Problems to work on:
1. In the photo book passage, reproduce the part starting with "It’s hard to" and going on through "to the 1950s.".
2. According to the photo book passage, what two sequences does Cue The Sun separate into?

The result is a kind of visual travel diary. It’s also a creative exercise in image-making with constraints placed on movement and framing. What makes Cue The Sun worthy of inclusion on this list is the amount of thought and reflection on the photographic process that it can provoke. Specifically, on how much photographers rely on split-second reactions (not to mention instinct and muscle memory) when striving to create meaningful work, and just how fast the creative process happens when photographing, compared to other mediums. What’s more, it reveals how a fraction of a second is all the time that people need to establish an emotional connection or rapport with someone or something.

It’s also an exercise in bookmaking. The work folds out, concertina-style, and separates into two back-to-back sequences: photos taken during the daytime and photos taken at night (when Parke cued his flash, blasting everything outside his window with direct light). This format helps the body of work come together in a way that resembles a journey in and of itself.

The Unseen Saul Leiter edited by Margit Erb and Michael Parillo (Thames and Hudson)

It’s hard to believe there was a time when, like Baldwin Lee, acclaimed photographer Saul Leiter worked in relative anonymity. But that was the case until about 15 years ago. Since his passing, the Saul Leiter Foundation has continued to curate and catalog his vast archive of Kodachrome slides taken on the streets of New York dating back to the 1950s.

Essays by Foundation director Margit Erb and associate director Michael Parillo, offers a window into their curation, preservation, and restoration process. Visually, they provide glimpses of the process as well. Open the book and you encounter several photos of a slideshow projection inside Leiter’s former studio, where the Foundation is headquartered, as well as a montage of slides arranged on a light table printed full bleed. Like old 45 records, these vintage Kodachrome slides, in mounts that sometimes feature handwritten notes from the photographer, are themselves art objects.

Excerpted records:
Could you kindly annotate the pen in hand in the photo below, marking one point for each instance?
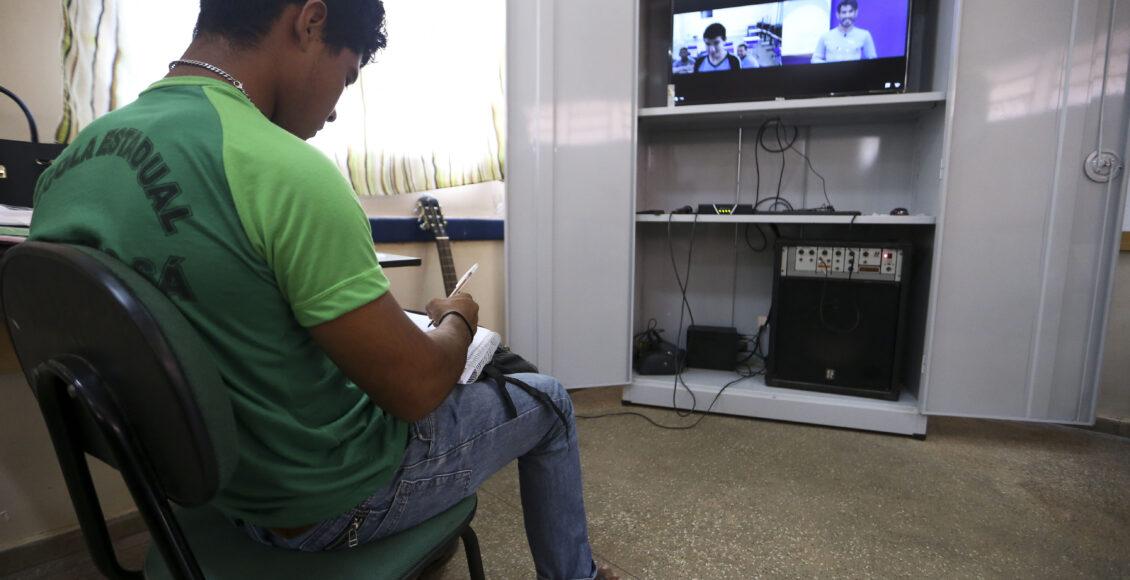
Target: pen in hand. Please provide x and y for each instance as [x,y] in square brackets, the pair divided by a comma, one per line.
[460,284]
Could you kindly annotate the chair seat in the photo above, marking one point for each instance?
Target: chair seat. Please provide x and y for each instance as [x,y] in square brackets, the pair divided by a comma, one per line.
[225,552]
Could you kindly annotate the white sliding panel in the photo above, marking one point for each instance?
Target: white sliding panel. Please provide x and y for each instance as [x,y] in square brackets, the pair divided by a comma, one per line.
[1027,241]
[571,100]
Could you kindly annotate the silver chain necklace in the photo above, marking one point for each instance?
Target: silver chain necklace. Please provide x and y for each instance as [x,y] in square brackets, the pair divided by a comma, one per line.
[215,69]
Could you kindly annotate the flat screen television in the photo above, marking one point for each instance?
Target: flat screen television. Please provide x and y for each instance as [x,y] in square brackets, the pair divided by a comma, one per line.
[753,50]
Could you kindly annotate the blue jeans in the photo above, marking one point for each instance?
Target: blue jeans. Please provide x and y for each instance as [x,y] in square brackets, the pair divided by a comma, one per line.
[464,441]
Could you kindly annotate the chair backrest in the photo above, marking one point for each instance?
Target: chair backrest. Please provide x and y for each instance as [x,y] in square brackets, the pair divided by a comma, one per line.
[72,303]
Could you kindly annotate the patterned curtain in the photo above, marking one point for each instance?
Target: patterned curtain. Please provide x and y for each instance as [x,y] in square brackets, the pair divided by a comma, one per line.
[431,112]
[89,58]
[428,114]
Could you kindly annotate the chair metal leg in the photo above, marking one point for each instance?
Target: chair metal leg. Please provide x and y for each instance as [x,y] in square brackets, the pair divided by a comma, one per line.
[474,556]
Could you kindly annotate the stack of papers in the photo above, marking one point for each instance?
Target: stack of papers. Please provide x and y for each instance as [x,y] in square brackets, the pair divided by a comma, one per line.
[14,222]
[15,216]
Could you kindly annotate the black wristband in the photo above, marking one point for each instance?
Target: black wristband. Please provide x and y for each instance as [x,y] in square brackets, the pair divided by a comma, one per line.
[470,329]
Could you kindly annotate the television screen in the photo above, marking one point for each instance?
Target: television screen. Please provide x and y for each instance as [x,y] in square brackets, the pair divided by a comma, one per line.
[727,51]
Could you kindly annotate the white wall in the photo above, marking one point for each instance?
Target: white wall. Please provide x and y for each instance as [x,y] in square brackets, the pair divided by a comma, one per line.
[31,34]
[33,499]
[1114,389]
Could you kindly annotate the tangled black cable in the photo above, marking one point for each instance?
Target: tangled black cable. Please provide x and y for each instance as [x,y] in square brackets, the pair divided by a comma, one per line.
[677,427]
[784,144]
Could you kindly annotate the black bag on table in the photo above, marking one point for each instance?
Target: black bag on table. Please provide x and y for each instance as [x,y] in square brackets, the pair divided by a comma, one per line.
[22,162]
[505,363]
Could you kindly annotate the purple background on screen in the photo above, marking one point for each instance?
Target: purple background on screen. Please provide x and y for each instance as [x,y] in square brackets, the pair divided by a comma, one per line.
[885,19]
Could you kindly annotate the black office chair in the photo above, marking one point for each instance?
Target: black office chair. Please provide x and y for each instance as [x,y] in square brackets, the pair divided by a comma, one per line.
[119,373]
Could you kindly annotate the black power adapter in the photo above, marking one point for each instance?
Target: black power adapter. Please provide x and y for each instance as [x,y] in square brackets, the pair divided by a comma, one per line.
[712,347]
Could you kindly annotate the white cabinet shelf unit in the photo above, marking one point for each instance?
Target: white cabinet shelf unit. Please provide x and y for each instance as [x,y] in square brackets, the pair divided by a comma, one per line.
[797,110]
[770,218]
[867,153]
[1013,247]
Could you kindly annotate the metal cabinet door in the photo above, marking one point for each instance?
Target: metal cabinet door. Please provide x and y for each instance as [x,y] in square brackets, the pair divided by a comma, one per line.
[571,98]
[1027,240]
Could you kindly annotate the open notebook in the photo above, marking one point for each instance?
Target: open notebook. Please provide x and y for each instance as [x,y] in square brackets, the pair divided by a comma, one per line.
[480,352]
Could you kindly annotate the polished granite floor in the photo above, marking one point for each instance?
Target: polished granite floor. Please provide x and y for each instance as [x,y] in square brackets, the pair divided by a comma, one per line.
[737,498]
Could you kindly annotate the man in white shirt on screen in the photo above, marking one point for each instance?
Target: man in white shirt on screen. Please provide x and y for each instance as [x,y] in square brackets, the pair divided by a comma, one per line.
[747,60]
[845,42]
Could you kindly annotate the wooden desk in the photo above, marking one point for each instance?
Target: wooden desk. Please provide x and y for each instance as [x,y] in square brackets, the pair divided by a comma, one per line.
[391,260]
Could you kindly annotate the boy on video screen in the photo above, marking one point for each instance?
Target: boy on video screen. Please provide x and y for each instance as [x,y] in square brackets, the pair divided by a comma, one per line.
[716,57]
[845,42]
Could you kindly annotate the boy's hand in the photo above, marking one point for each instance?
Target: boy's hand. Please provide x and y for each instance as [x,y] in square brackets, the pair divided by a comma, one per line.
[460,302]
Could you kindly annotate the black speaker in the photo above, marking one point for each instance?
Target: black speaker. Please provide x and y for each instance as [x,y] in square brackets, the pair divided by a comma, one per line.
[839,317]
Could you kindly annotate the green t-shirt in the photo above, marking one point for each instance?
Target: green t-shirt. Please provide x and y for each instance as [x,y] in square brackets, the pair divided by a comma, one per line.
[255,236]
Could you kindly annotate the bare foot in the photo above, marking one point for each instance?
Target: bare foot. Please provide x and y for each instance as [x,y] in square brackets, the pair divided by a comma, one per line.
[605,572]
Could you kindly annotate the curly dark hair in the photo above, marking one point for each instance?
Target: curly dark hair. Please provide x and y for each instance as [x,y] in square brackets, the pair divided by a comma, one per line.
[357,25]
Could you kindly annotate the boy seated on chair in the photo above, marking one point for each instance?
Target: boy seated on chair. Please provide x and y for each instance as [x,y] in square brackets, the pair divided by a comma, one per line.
[351,426]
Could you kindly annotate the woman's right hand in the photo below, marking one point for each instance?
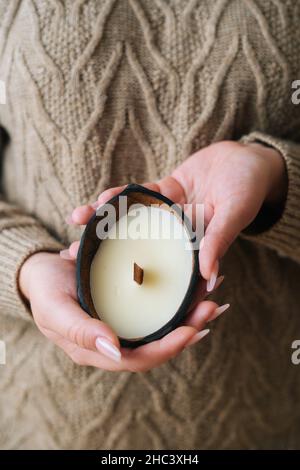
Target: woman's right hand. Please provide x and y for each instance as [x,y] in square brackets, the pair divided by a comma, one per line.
[49,284]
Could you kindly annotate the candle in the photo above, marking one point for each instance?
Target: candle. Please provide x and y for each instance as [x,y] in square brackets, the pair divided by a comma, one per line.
[140,282]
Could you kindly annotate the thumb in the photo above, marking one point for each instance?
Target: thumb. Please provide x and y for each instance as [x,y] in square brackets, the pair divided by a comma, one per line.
[70,321]
[225,225]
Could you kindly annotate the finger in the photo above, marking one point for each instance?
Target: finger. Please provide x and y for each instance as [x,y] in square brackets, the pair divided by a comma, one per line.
[222,230]
[202,292]
[172,189]
[70,321]
[81,356]
[201,314]
[153,354]
[73,249]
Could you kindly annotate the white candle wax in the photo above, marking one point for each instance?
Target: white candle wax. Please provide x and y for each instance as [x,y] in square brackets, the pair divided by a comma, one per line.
[136,310]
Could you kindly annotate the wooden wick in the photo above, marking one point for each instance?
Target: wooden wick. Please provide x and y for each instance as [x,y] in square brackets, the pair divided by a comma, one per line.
[138,274]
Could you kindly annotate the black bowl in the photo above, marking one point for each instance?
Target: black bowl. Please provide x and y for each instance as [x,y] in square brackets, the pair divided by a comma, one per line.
[89,245]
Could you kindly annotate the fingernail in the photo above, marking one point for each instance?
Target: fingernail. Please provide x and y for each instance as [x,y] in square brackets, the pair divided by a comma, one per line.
[219,311]
[212,280]
[65,254]
[219,281]
[201,244]
[69,220]
[197,337]
[108,349]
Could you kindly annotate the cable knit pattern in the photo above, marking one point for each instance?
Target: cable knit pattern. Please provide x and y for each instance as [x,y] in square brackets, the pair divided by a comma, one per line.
[114,91]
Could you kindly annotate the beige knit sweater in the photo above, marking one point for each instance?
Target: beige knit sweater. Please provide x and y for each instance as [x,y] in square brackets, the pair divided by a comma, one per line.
[114,91]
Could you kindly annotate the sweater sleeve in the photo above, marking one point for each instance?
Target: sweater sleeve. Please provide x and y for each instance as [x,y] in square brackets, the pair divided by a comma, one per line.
[283,235]
[20,236]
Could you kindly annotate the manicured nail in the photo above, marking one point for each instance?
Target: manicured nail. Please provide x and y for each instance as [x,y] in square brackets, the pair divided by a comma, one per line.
[219,311]
[65,254]
[201,244]
[197,337]
[212,280]
[108,349]
[219,281]
[95,205]
[69,220]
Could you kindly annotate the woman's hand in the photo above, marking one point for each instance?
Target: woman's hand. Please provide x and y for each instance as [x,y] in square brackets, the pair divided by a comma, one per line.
[231,179]
[48,282]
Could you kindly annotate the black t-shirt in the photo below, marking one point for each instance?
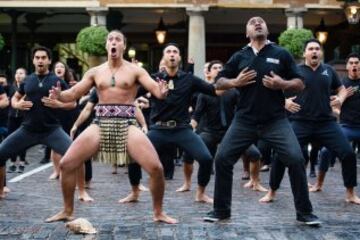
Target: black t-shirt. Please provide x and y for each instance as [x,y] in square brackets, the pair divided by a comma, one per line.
[3,111]
[315,98]
[14,113]
[209,108]
[93,97]
[350,110]
[40,118]
[176,105]
[257,103]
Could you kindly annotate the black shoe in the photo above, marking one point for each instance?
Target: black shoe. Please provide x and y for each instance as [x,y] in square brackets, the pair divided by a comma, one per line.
[21,169]
[169,177]
[44,160]
[265,168]
[12,169]
[308,219]
[213,217]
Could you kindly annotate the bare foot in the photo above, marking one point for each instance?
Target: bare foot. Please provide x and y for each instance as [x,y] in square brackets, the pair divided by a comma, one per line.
[61,216]
[143,188]
[249,184]
[268,198]
[6,190]
[353,199]
[54,176]
[114,171]
[258,187]
[184,188]
[203,198]
[85,197]
[132,197]
[88,185]
[2,195]
[315,188]
[165,219]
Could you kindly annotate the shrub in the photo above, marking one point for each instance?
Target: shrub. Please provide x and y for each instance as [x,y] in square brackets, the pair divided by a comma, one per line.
[92,40]
[293,40]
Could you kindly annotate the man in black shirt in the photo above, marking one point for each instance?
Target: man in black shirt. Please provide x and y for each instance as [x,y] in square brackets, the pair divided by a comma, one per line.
[350,126]
[217,112]
[4,106]
[40,124]
[170,118]
[315,120]
[261,72]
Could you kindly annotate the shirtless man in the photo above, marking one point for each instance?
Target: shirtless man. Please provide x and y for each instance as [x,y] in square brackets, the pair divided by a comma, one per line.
[116,82]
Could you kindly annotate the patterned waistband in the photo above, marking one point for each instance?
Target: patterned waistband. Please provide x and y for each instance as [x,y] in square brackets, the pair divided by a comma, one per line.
[114,110]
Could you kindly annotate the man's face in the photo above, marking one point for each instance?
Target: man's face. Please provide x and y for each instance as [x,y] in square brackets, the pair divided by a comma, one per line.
[353,67]
[162,66]
[41,61]
[256,28]
[115,44]
[59,70]
[3,81]
[206,70]
[215,69]
[171,56]
[20,75]
[313,53]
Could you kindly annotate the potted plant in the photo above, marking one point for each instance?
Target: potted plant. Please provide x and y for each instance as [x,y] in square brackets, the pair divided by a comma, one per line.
[91,40]
[2,42]
[293,40]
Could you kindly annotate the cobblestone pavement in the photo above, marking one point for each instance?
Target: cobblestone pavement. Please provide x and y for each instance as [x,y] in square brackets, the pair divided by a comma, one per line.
[35,198]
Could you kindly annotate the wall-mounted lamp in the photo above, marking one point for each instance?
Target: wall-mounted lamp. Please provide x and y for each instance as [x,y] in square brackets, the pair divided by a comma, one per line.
[352,11]
[161,32]
[132,52]
[321,32]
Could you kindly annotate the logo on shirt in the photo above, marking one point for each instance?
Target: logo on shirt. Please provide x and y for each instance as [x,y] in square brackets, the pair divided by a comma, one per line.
[273,60]
[325,73]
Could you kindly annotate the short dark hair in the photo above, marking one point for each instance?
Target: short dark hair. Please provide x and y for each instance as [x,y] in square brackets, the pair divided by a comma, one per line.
[41,48]
[310,41]
[172,44]
[213,62]
[352,55]
[118,31]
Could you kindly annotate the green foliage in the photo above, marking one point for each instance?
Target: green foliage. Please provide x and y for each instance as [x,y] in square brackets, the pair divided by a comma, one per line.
[92,40]
[2,42]
[293,40]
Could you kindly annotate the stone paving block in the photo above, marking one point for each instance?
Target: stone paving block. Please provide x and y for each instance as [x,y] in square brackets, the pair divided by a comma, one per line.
[34,198]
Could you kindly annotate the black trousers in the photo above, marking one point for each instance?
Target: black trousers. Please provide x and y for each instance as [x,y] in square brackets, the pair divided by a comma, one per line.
[280,136]
[23,139]
[327,134]
[185,139]
[13,124]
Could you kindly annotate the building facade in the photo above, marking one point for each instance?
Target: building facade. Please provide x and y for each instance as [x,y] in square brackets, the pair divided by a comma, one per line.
[205,29]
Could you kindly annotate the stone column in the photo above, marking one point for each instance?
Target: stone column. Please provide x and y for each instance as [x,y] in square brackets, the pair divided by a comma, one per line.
[295,17]
[97,15]
[196,39]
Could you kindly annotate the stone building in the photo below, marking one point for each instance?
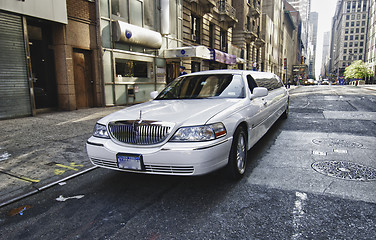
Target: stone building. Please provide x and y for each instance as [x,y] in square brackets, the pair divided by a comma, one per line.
[49,56]
[247,34]
[349,34]
[371,40]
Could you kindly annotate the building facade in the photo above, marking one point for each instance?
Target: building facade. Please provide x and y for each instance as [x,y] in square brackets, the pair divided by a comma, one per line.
[371,40]
[49,56]
[325,56]
[349,35]
[247,33]
[314,17]
[304,9]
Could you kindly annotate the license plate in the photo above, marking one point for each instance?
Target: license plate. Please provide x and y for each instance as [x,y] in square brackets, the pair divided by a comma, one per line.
[129,161]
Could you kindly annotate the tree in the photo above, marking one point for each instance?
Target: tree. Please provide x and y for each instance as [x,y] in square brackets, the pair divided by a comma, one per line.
[358,70]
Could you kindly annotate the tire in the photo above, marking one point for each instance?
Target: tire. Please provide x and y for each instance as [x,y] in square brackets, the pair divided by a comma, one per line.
[237,161]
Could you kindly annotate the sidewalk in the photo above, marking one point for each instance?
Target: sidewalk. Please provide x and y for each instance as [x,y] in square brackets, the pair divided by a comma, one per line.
[41,151]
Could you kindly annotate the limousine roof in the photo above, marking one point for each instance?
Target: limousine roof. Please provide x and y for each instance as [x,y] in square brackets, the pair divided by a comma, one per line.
[254,74]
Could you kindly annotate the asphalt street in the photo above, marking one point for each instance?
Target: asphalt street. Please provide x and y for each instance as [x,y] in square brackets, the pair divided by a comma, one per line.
[311,177]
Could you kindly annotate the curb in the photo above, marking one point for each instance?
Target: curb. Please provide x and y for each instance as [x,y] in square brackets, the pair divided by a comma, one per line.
[37,190]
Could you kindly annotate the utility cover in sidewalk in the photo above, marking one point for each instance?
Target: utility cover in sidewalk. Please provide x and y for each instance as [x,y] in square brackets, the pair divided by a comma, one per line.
[345,170]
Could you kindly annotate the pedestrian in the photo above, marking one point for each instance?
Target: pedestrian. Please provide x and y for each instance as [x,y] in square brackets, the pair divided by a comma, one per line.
[182,71]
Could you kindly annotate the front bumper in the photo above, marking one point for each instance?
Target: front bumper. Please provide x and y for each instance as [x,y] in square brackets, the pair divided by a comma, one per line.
[168,159]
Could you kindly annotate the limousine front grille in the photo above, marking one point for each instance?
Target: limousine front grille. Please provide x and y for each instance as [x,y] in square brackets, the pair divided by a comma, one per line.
[139,132]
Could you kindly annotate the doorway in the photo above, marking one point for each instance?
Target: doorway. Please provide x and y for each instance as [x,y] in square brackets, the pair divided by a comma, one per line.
[83,80]
[172,71]
[42,63]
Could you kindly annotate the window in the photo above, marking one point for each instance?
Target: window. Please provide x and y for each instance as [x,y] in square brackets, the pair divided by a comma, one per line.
[269,83]
[211,35]
[120,8]
[223,40]
[136,14]
[196,29]
[248,24]
[129,68]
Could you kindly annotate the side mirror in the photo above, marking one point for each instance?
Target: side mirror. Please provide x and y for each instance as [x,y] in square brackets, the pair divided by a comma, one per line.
[259,92]
[153,94]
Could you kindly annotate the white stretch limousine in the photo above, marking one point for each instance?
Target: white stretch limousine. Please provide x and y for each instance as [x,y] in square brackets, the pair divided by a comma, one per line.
[199,123]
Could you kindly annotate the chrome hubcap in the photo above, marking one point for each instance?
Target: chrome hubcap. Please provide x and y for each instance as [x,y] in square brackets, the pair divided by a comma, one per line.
[240,154]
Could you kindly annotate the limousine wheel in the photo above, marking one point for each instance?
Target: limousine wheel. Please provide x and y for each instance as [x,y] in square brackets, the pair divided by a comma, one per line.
[238,155]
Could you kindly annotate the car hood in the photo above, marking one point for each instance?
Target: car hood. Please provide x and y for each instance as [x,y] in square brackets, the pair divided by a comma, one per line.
[180,112]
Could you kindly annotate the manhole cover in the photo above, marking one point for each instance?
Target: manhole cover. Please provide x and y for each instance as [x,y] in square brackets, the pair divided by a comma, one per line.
[333,142]
[345,170]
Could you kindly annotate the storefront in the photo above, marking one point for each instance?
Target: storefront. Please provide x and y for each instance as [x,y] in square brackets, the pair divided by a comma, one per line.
[27,63]
[131,68]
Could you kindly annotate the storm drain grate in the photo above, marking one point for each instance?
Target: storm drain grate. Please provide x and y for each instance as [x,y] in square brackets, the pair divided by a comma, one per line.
[333,142]
[345,170]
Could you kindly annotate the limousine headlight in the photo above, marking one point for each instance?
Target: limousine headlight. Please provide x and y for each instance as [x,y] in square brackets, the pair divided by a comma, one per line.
[199,133]
[100,131]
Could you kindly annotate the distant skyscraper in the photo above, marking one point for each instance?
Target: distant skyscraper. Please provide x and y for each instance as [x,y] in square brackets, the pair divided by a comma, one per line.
[314,18]
[349,34]
[325,54]
[304,8]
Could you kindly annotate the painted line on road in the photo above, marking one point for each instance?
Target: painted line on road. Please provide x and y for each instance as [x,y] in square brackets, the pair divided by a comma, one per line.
[19,177]
[298,214]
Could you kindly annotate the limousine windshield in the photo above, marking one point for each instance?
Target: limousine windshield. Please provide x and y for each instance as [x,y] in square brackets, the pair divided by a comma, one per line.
[204,86]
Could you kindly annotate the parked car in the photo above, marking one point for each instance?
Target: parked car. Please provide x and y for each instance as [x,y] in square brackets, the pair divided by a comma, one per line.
[199,123]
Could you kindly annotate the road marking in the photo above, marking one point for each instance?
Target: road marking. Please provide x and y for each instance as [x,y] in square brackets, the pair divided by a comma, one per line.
[340,151]
[63,199]
[319,153]
[5,156]
[68,167]
[22,178]
[298,214]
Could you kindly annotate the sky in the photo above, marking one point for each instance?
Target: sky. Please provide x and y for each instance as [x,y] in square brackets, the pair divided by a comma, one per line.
[326,9]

Expected outputs:
1.
It’s hard to believe there was a time when, like Baldwin Lee, acclaimed photographer Saul Leiter worked in relative anonymity. But that was the case until about 15 years ago. Since his passing, the Saul Leiter Foundation has continued to curate and catalog his vast archive of Kodachrome slides taken on the streets of New York dating back to the 1950s.

2. Photos taken during the daytime and photos taken at night.